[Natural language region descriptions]
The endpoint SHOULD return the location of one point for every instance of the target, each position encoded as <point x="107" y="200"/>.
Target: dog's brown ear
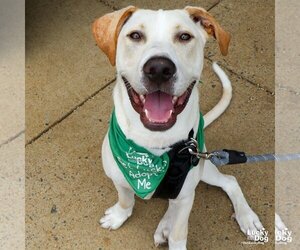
<point x="211" y="26"/>
<point x="106" y="30"/>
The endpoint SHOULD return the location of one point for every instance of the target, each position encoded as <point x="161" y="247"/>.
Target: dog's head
<point x="159" y="57"/>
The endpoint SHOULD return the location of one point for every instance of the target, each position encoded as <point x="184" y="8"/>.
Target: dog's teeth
<point x="174" y="100"/>
<point x="142" y="98"/>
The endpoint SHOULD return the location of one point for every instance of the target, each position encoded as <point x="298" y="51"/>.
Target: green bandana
<point x="143" y="170"/>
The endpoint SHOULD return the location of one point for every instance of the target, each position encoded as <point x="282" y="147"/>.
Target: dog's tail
<point x="226" y="97"/>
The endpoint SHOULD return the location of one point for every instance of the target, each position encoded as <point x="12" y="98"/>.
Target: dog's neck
<point x="156" y="142"/>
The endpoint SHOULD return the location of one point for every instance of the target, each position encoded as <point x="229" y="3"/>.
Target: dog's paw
<point x="249" y="223"/>
<point x="279" y="225"/>
<point x="115" y="216"/>
<point x="161" y="237"/>
<point x="162" y="232"/>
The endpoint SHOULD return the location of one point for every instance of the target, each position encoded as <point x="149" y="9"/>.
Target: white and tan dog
<point x="159" y="58"/>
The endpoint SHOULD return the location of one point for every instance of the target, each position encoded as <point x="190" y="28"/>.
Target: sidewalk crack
<point x="12" y="138"/>
<point x="258" y="85"/>
<point x="68" y="113"/>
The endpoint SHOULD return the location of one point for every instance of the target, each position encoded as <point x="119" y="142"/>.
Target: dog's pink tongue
<point x="158" y="107"/>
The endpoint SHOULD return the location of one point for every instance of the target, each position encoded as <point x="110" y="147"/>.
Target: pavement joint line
<point x="9" y="140"/>
<point x="288" y="89"/>
<point x="68" y="113"/>
<point x="214" y="5"/>
<point x="259" y="86"/>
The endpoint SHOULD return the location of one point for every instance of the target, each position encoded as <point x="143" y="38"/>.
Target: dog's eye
<point x="184" y="37"/>
<point x="136" y="36"/>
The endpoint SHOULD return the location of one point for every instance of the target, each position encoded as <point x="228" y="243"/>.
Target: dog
<point x="159" y="58"/>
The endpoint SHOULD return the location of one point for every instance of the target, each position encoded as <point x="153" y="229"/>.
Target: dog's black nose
<point x="159" y="69"/>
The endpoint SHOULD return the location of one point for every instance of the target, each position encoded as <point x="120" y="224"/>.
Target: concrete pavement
<point x="68" y="89"/>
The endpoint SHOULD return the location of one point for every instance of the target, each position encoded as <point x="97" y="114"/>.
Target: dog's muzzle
<point x="159" y="107"/>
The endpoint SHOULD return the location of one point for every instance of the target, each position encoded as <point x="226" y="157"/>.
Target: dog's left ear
<point x="106" y="30"/>
<point x="211" y="26"/>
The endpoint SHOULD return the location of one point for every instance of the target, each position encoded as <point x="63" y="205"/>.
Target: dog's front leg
<point x="179" y="210"/>
<point x="246" y="218"/>
<point x="116" y="215"/>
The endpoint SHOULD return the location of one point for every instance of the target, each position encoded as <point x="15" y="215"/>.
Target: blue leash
<point x="228" y="157"/>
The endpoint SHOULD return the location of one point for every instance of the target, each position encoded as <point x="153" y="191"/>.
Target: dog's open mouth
<point x="158" y="110"/>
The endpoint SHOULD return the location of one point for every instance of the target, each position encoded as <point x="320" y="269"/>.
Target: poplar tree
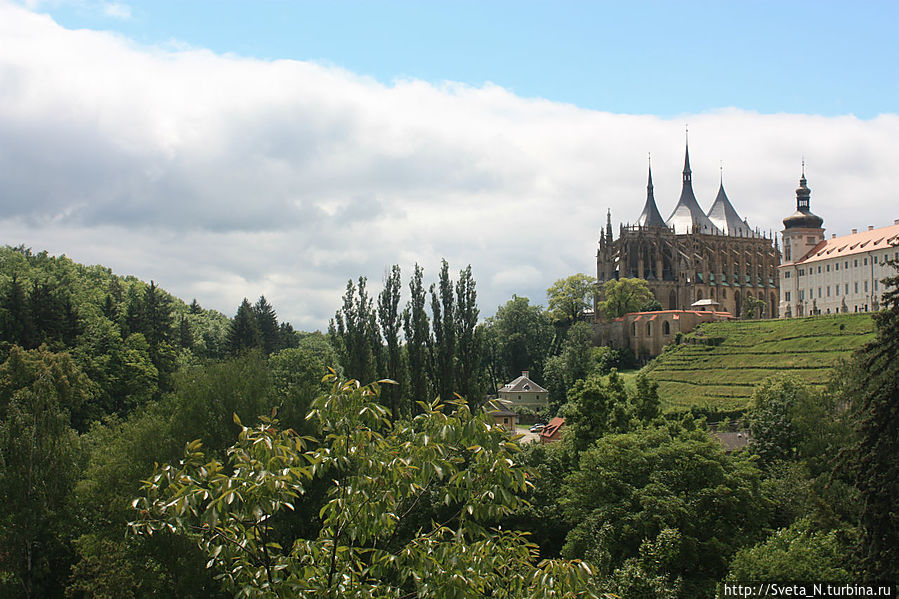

§ EXERCISE AIM:
If an entry contains a picture, leave it out and repeat the rest exactly.

§ ANSWER FOR THIS EXERCISE:
The endpoint SHOULD return the location of one point for every instance of the target, each position encoded as <point x="107" y="200"/>.
Target: dog's brown ear
<point x="211" y="26"/>
<point x="106" y="30"/>
The endpoint SHOULD return the location of one point for every instance of the target, each position encoded as <point x="161" y="247"/>.
Target: dog's head
<point x="159" y="57"/>
The endpoint SHOULD return the location of one point for every instance of the target, each position encoded as <point x="184" y="8"/>.
Target: dog's teeth
<point x="174" y="100"/>
<point x="142" y="98"/>
The endpoint SHOULD return the location of one point for every instance of the target, each position encoded as <point x="298" y="51"/>.
Target: green bandana
<point x="143" y="170"/>
The endpoint SHOULD return the location of one point for every instance of the target, each position encoded as <point x="282" y="147"/>.
Target: dog's tail
<point x="226" y="97"/>
The endpoint SHOULD return the location of one point for every instance of the target, each position encoded as <point x="12" y="98"/>.
Target: dog's neck
<point x="156" y="142"/>
The endpoint SHOULD return the location of one point for every instance of the target, each position encoded as <point x="229" y="3"/>.
Target: dog's paw
<point x="249" y="223"/>
<point x="279" y="225"/>
<point x="115" y="216"/>
<point x="161" y="237"/>
<point x="162" y="232"/>
The endpoint SHOULD return the location of one point for every instance of the target, each position encoded as <point x="149" y="9"/>.
Target: white and tan dog
<point x="159" y="58"/>
The endpoint SHOULD return the location of one point for every instance of the target, each position encoded as <point x="190" y="28"/>.
Target: sidewalk crack
<point x="12" y="138"/>
<point x="258" y="85"/>
<point x="68" y="113"/>
The endpoint SHOULD return the location of one point for every instance of the target, each position encoded as <point x="119" y="142"/>.
Target: dog's pink tongue
<point x="158" y="107"/>
The endpoint SHOULD return the location of one point for every instance of the target, each position encoded as <point x="110" y="147"/>.
Target: pavement joint line
<point x="9" y="140"/>
<point x="288" y="89"/>
<point x="68" y="113"/>
<point x="214" y="5"/>
<point x="259" y="86"/>
The endpoint SHOULD return the location of one point for every instance of the target, each position encoded as <point x="143" y="38"/>.
Target: dog's eye
<point x="184" y="37"/>
<point x="136" y="36"/>
The endpoint SHOULD return the location of one point for every instance of the target, each position encoded as <point x="228" y="243"/>.
Target: dog
<point x="159" y="58"/>
The endpoint SHOULD return the location of one point for every instance of the target, each position encoded as <point x="153" y="229"/>.
Target: dog's black nose
<point x="159" y="69"/>
The endpoint SHOULD return the location of one point for every instance of the target, each position encoded as <point x="120" y="224"/>.
Target: concrete pavement
<point x="68" y="89"/>
The endpoint SHOULD return the location of one point for every instance of the target, each position encoded as <point x="97" y="114"/>.
Target: dog's muzzle
<point x="159" y="107"/>
The endpoint SHOULD return the location of one point for every instance of the target, each position encoded as <point x="226" y="157"/>.
Target: dog's left ear
<point x="106" y="30"/>
<point x="211" y="26"/>
The endpoint SHOULD return the location of one point for every instance of the target, each position encoded as <point x="63" y="205"/>.
Target: dog's front leg
<point x="179" y="210"/>
<point x="246" y="218"/>
<point x="116" y="215"/>
The endpoint SHOULD return the location of one point for every instance of the target, each position encoded as <point x="15" y="215"/>.
Target: blue leash
<point x="228" y="157"/>
The endpoint SHOULD return the location of one point for every instance of the target, each position encoded as <point x="153" y="191"/>.
Target: dog's open mouth
<point x="158" y="110"/>
The endpoint SHOULD return the location of one point for every instance of the target, each position encoded as <point x="320" y="269"/>.
Target: poplar tree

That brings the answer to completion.